◆ **What this task involves**: Copy out the stretch of the listing below from the line that contains "Point to the rock" through the line that contains "(1148, 618)", reproducing every line as it appears.

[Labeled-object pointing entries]
● ● ● ● ●

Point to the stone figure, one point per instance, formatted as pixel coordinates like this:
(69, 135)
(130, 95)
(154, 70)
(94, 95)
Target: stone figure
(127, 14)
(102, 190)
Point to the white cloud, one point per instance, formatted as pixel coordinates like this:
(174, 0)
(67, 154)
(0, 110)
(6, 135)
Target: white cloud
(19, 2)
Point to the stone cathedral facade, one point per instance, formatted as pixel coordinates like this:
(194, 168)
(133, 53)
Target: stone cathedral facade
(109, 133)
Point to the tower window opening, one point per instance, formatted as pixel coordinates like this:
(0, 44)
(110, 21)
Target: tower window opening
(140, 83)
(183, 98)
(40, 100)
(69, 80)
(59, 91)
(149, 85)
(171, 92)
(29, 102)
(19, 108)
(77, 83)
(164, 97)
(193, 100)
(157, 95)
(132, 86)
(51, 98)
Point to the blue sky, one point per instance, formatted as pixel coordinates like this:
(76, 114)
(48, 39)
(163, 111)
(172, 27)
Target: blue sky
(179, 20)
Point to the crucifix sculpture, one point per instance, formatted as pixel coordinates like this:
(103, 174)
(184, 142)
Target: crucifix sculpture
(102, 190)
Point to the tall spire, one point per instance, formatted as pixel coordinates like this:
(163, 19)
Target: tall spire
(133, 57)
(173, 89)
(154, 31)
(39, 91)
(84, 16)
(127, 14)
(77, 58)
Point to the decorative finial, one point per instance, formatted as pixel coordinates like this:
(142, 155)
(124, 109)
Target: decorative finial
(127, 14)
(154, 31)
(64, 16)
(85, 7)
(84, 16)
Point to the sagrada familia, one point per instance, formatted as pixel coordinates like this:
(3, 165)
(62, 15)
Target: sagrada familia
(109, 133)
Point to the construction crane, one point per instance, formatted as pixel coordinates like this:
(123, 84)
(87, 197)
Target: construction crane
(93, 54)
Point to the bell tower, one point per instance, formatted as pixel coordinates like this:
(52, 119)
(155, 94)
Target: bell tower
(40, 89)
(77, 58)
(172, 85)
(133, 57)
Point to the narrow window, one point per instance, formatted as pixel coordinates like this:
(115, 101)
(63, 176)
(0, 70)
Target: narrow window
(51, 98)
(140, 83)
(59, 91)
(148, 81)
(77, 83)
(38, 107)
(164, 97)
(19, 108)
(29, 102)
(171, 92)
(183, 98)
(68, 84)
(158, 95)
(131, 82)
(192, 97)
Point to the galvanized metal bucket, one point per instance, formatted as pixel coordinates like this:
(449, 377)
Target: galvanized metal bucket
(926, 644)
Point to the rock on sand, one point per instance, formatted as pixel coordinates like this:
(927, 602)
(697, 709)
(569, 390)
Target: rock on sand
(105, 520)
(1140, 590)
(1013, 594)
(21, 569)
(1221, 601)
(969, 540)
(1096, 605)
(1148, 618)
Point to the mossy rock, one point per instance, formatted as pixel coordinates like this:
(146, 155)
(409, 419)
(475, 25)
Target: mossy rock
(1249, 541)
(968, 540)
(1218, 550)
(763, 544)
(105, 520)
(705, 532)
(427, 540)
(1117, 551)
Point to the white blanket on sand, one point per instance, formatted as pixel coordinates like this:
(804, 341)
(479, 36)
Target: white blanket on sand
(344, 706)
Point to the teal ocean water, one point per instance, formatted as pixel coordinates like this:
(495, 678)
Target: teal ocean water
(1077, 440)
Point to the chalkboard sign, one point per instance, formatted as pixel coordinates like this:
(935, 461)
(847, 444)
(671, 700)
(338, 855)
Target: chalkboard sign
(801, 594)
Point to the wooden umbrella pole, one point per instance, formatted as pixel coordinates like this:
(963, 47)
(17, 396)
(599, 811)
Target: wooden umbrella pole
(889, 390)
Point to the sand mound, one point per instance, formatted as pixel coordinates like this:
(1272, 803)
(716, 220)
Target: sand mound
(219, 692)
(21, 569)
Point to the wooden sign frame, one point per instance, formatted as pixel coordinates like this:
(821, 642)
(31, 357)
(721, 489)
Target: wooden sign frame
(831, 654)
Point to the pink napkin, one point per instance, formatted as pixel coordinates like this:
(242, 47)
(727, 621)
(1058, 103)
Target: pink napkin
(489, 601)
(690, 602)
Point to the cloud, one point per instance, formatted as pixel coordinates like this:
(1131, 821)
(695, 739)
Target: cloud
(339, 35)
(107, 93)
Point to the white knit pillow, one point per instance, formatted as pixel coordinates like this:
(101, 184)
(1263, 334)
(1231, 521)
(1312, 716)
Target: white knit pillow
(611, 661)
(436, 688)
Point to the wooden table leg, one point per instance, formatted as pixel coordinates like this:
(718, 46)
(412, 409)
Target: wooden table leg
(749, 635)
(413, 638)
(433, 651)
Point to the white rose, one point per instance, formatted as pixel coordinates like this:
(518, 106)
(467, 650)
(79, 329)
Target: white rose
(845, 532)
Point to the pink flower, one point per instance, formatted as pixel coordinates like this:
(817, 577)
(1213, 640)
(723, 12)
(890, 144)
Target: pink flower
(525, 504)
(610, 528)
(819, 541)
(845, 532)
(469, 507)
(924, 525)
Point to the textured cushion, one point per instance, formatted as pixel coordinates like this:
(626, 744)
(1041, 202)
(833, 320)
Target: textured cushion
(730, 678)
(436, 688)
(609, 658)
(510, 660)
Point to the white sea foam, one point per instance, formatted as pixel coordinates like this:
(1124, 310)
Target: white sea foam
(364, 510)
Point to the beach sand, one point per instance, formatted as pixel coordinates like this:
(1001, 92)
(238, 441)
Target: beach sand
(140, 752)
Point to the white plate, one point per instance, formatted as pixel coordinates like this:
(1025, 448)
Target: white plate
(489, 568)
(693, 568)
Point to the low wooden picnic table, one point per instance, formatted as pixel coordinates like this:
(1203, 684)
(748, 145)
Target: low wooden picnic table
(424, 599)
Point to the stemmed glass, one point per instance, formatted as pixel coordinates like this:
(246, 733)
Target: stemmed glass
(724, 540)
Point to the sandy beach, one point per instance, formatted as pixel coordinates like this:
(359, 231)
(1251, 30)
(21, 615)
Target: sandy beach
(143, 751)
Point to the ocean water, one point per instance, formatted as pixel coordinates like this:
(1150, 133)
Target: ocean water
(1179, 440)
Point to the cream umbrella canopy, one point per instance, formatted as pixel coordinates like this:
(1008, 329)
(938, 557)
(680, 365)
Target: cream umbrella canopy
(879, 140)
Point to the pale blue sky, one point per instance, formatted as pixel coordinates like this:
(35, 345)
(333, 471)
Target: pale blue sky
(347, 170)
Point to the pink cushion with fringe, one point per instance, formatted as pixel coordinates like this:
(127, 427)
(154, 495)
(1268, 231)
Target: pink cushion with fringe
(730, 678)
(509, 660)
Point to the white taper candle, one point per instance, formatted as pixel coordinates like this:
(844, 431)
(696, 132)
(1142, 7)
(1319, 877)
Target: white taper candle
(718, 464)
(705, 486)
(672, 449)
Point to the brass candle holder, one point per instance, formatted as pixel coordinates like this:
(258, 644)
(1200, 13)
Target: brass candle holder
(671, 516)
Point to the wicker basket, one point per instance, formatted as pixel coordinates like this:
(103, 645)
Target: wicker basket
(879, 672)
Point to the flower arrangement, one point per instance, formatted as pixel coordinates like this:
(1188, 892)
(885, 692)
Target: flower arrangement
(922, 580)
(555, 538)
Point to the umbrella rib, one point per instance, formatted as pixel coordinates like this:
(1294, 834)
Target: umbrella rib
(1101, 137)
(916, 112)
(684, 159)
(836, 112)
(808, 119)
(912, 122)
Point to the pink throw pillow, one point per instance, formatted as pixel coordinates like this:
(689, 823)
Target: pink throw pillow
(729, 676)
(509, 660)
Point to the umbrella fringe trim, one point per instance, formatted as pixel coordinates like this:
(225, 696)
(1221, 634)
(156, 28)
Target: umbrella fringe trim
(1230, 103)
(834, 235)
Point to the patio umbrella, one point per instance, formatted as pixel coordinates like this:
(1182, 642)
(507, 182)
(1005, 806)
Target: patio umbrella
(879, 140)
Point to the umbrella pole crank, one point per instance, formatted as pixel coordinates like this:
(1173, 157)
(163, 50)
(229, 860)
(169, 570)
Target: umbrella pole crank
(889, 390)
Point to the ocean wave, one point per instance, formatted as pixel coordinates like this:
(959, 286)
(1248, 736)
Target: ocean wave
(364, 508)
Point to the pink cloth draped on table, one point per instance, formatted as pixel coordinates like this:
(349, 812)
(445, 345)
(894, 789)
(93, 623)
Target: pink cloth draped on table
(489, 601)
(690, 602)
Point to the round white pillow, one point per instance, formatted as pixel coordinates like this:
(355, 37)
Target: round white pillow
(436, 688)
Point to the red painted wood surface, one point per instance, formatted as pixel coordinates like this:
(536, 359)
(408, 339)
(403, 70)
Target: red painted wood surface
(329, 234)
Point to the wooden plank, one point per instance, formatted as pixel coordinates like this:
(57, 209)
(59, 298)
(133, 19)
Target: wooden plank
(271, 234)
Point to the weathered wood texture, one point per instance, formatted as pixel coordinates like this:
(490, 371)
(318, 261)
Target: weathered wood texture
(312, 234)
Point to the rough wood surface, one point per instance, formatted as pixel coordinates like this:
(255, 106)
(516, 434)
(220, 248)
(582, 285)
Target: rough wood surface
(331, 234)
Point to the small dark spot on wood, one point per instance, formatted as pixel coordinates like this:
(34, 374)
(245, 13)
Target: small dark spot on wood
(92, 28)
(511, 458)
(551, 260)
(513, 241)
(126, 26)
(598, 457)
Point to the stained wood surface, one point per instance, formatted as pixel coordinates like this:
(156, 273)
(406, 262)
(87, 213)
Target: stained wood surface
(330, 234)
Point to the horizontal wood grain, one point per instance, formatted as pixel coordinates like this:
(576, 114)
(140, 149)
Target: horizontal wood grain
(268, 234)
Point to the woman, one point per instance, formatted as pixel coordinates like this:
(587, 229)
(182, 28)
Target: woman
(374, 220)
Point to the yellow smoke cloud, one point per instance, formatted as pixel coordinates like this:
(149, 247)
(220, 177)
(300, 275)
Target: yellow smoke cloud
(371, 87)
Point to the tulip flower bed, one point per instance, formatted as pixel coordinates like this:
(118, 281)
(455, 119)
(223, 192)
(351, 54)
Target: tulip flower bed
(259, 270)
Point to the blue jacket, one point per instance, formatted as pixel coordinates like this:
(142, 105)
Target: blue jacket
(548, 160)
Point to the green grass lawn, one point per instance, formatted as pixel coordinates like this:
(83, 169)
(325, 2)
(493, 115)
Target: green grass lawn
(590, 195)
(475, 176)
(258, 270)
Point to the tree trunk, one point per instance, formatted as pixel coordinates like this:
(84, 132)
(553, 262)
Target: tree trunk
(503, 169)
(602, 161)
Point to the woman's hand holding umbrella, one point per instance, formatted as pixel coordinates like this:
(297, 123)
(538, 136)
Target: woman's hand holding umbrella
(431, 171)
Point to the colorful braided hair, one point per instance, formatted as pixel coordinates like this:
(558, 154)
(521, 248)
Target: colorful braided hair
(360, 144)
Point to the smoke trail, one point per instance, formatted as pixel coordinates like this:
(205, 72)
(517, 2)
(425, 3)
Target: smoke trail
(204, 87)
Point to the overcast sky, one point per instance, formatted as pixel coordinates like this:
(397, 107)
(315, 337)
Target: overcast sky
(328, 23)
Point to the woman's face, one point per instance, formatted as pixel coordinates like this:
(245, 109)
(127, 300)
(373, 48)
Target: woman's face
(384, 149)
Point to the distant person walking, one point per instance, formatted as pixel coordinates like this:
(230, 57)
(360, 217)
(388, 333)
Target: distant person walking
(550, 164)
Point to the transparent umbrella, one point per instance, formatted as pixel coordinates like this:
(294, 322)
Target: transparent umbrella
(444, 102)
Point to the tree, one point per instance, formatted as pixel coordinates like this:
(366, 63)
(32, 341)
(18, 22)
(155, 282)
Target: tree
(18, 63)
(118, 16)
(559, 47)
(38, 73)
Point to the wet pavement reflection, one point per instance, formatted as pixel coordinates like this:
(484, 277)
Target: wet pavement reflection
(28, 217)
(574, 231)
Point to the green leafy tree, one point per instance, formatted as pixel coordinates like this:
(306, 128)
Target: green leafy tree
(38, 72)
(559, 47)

● ● ● ● ●

◆ **Correct answer**:
Point to the rock on sand, one point per instance, formatted as pixel coordinates like this:
(927, 602)
(697, 709)
(569, 390)
Target: rock on sand
(105, 520)
(1140, 590)
(1013, 594)
(21, 569)
(1221, 601)
(969, 540)
(1096, 605)
(1148, 618)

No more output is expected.